REQUIREMENT -
The whole of the data must be transcribed exactly.

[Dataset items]
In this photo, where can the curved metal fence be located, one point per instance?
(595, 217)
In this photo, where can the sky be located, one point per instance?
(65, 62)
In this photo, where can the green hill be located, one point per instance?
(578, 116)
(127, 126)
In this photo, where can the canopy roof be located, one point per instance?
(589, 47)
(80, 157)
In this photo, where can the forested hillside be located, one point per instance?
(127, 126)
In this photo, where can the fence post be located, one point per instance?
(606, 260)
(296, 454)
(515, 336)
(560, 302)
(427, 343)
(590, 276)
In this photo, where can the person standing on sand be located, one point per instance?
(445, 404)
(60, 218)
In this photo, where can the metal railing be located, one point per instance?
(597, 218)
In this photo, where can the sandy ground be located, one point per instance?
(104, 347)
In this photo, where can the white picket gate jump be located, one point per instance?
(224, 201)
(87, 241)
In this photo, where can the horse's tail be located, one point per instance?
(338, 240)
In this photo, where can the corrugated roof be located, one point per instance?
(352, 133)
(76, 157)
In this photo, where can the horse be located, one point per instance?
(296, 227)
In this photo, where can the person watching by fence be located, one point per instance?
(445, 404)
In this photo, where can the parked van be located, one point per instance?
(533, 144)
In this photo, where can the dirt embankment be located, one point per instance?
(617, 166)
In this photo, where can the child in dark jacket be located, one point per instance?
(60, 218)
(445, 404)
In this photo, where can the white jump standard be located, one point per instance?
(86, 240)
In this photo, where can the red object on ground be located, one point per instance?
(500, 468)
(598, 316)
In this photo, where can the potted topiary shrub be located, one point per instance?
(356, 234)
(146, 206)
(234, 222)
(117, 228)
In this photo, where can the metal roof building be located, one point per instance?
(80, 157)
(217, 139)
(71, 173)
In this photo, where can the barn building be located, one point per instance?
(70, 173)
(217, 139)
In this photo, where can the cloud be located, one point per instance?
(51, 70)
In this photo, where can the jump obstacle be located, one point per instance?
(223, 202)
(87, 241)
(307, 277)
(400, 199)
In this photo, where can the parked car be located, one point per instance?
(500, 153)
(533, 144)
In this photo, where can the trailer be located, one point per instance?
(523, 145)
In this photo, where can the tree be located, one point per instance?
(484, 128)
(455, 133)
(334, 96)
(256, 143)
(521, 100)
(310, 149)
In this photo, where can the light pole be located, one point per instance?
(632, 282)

RESPONSE AREA -
In this photo, where can the curved metal fence be located, one point per instance?
(595, 217)
In this photo, where can the sky be located, one point per instance?
(65, 62)
In this photo, where can the green hill be located, one point per instance?
(578, 116)
(127, 126)
In this photo, where can the canopy roof be located, one point per instance?
(589, 47)
(80, 157)
In this photo, where can the forested hillside be located, one point per instance?
(127, 126)
In this photo, where can the fence post be located, one point per instance?
(606, 260)
(296, 454)
(515, 336)
(560, 302)
(427, 343)
(590, 276)
In this photo, where can the person standing on sand be located, one point per instance?
(445, 404)
(60, 218)
In this photo, where can the metal railing be located, one point per instance?
(597, 218)
In this photo, where can the sandy ground be located, one point per instance?
(104, 347)
In this photo, where can the white picket gate jump be located, one point per instance?
(224, 201)
(87, 241)
In this photo, where can the horse's tail be located, one point per instance?
(338, 240)
In this photo, where can the corrugated roof be located, one point per instance?
(352, 133)
(76, 157)
In this photo, where can the horse be located, one point per instance?
(296, 227)
In this photo, where can the person watching by fence be located, one point per instance?
(445, 404)
In this photo, where can the parked van be located, one point per instance?
(533, 144)
In this photo, where can the dirt embankment be located, one point per instance?
(617, 166)
In this photo, where can the child in dark jacket be located, one point per instance?
(60, 218)
(445, 404)
In this photo, where can the white jump standard be located, one point per instance?
(86, 240)
In this photo, where can the red object on ground be located, one point per instance?
(500, 468)
(598, 316)
In this photo, where can the potted topiary shrub be located, one point per instance?
(356, 234)
(146, 206)
(234, 222)
(117, 228)
In this photo, where can the metal roof building be located, one point per instance?
(80, 157)
(217, 139)
(71, 173)
In this photo, where can the barn building be located, one point per instance?
(70, 173)
(217, 139)
In this photo, where can the cloud be located, one point per instance?
(51, 70)
In this photo, where can the jump obstacle be located, one point per instance?
(223, 202)
(87, 241)
(307, 277)
(400, 199)
In this photo, where can the parked car be located, one point per instance?
(500, 153)
(533, 144)
In this photo, where can the trailer be located, one point per instance?
(523, 145)
In this photo, where can the tree be located, one point per instance?
(484, 128)
(455, 133)
(334, 96)
(256, 143)
(521, 100)
(310, 149)
In this photo, where can the light pole be located, one point per instance?
(632, 282)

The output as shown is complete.